### 原文节选

▬▬▬

新老版本lstm切换问题以及fluid吃内存的问题
Created by: wfeagle
batch_size=256,比较吃内存,可能是hidden_dim比较大(256是一共的结点,结果又 *4)
现在有三个问题: (1)老版本的lstm自带dropout属性,请问切换到fluid的话,下面的代码(主要是lstm部分是先dropout再lstm? 还是先lstm再dropout?还是这两种操作都不能跟老版本等价?如果要等效的话,该怎么做呢?) 老版本代码: layer_attr = ExtraLayerAttribute(drop_rate=0.5) lstm = lstmemory(input=hidden, layer_attr=layer_attr)
(3)老版本的有个settings是对nn的所有layer都生效吗?那么在下面的新代码中所有的layers是不是都要通过ParamAttr参数属性来配置呢? 老版本代码: settings( batch_size=256, learning_method=AdamOptimizer(), learning_rate=1e-3, regularization=L2Regularization(8e-4), gradient_clipping_threshold=25)
新版本的网络结构 `def bilstm_net(data, label, dict_dim, class_dim, emb_dim=64, hid_dim=256, emb_lr=1e-2, dropout_rate=0.5): """ Bi-Lstm net """ # embedding layer emb = fluid.layers.embedding( input=data, size=[dict_dim, emb_dim], param_attr=fluid.ParamAttr(learning_rate=emb_lr))
# bi-lstm layer
fc0 = fluid.layers.fc(input=emb, size=hid_dim * 4)

▬▬▬

### 做题要求
• a. 根据原文节选,判断下面三句话对不对,每句答"是"或"否",并照抄原文里能说明问题的那几个字:(i) 帖子里用的 batch_size 是256;(ii) 老版本的lstm不带dropout属性;(iii) 新版本网络里 hid_dim 的默认值是128。
• b. 原文节选中,老版本的 settings 里 learning_rate 设成了多少?
• c. 把原文节选里从"新老版本lstm切换问题以及fluid吃内存的问题"一直到"lstm = lstmemory(input=hidden, layer_attr=layer_attr)"为止的这一段,一字不改地抄下来。

### 所给材料

▬▬▬

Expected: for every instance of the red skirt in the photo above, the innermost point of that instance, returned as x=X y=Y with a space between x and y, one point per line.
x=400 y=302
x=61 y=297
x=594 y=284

▬▬▬

### 参考答案
• a.
(i) 是,"batch_size=256,比较吃内存"
(ii) 否,"老版本的lstm自带dropout属性"
(iii) 否,"hid_dim=256"

• b. 1e-3

• c.
新老版本lstm切换问题以及fluid吃内存的问题
Created by: wfeagle
batch_size=256,比较吃内存,可能是hidden_dim比较大(256是一共的结点,结果又 *4)
现在有三个问题: (1)老版本的lstm自带dropout属性,请问切换到fluid的话,下面的代码(主要是lstm部分是先dropout再lstm? 还是先lstm再dropout?还是这两种操作都不能跟老版本等价?如果要等效的话,该怎么做呢?) 老版本代码: layer_attr = ExtraLayerAttribute(drop_rate=0.5) lstm = lstmemory(input=hidden, layer_attr=layer_attr)